(Natural language region descriptions)
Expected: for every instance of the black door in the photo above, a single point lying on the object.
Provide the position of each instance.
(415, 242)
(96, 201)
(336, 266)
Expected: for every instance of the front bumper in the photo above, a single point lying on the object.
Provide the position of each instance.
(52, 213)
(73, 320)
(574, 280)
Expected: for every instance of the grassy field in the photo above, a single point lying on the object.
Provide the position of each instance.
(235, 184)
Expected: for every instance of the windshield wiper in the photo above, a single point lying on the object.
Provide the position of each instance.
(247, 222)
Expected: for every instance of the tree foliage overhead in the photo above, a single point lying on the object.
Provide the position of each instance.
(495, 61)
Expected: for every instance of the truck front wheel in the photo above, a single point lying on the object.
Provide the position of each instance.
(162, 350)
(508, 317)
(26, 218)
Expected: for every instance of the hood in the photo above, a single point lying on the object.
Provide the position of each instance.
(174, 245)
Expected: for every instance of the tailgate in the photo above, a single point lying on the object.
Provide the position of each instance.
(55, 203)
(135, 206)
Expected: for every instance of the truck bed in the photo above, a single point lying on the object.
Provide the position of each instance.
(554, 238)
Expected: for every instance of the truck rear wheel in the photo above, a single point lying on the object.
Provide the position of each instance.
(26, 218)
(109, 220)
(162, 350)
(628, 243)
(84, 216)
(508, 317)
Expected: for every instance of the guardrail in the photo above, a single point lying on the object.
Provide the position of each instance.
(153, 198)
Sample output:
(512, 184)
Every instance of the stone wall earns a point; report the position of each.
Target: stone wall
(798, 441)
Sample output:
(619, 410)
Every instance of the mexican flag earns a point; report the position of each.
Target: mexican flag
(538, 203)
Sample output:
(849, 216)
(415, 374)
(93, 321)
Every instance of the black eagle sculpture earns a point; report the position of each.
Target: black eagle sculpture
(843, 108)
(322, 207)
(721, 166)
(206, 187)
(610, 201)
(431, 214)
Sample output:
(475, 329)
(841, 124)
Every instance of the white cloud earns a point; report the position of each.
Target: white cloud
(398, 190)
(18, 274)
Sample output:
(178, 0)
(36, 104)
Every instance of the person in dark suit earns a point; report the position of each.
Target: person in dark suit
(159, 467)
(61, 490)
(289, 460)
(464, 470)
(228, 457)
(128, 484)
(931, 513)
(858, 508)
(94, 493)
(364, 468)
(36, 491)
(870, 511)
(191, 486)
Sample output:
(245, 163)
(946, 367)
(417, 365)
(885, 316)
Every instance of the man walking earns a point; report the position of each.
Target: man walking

▶ _EXERCISE DIRECTIONS_
Each entry above needs to be duplicated exactly.

▶ _ANSWER TO THE EXERCISE_
Expected: for every instance of the black door in the photo above, a single point lying on the object.
Provide the position of each instance.
(415, 242)
(96, 201)
(336, 266)
Expected: for every instance of the front bumper in the photo above, a single point lying on the object.
Provide the position of each instance.
(52, 213)
(73, 320)
(574, 280)
Expected: for every instance of the grassy field in the photo above, a single point lying on the object.
Provide the position of each instance.
(235, 184)
Expected: for every instance of the windshield wiper in the photo above, a single point lying on the object.
Provide the position of each instance.
(247, 222)
Expected: for every instance of the tree foliage overhead in the photo above, a single point lying on the object.
Provide the position of each instance.
(495, 61)
Expected: for every instance of the truck front wheel in the photo above, a single point lying on the object.
Provide the position of each instance.
(162, 350)
(508, 317)
(26, 218)
Expected: for every instance of the hood in the photo above, a single point lying on the object.
Provide the position of each instance.
(174, 245)
Expected: for every instance of the tailgate in the photo above, a single point lying on the object.
Provide the position of each instance.
(55, 203)
(135, 206)
Expected: for every instance of the truck bed in the photo above, a single point lying on the object.
Provide the position of each instance.
(554, 238)
Expected: for every instance of the truck rear wheel in the photo above, a single point lying on the object.
Provide the position of each instance.
(26, 218)
(109, 220)
(162, 350)
(628, 243)
(84, 216)
(508, 317)
Expected: for every instance of the guardrail in the photo above, a single point lying on the object.
Provide the position of each instance.
(153, 198)
Sample output:
(512, 184)
Every instance of the stone wall earns a point; report the position of each.
Target: stone wall
(798, 441)
Sample output:
(619, 410)
Every instance of the mexican flag earns a point; report the position of each.
Target: mexican flag
(538, 203)
Sample output:
(849, 216)
(415, 374)
(93, 321)
Every instance of the black eagle sculpture earns a point; report the position of each.
Target: black eagle sculpture
(843, 108)
(322, 207)
(721, 166)
(206, 187)
(610, 201)
(431, 214)
Sample output:
(475, 329)
(841, 124)
Every instance of the white cloud earns a point; report the position of each.
Target: white cloud
(398, 190)
(18, 274)
Sample output:
(178, 0)
(36, 104)
Every instance of the person in dark suit earns a point; report the position of each.
Target: person in dark suit
(159, 467)
(61, 490)
(289, 460)
(464, 470)
(228, 457)
(128, 484)
(931, 513)
(858, 508)
(94, 493)
(364, 468)
(36, 491)
(870, 511)
(191, 486)
Sample output:
(245, 163)
(946, 367)
(417, 365)
(885, 316)
Every instance of the man walking earns a point; report the position of each.
Target: man walking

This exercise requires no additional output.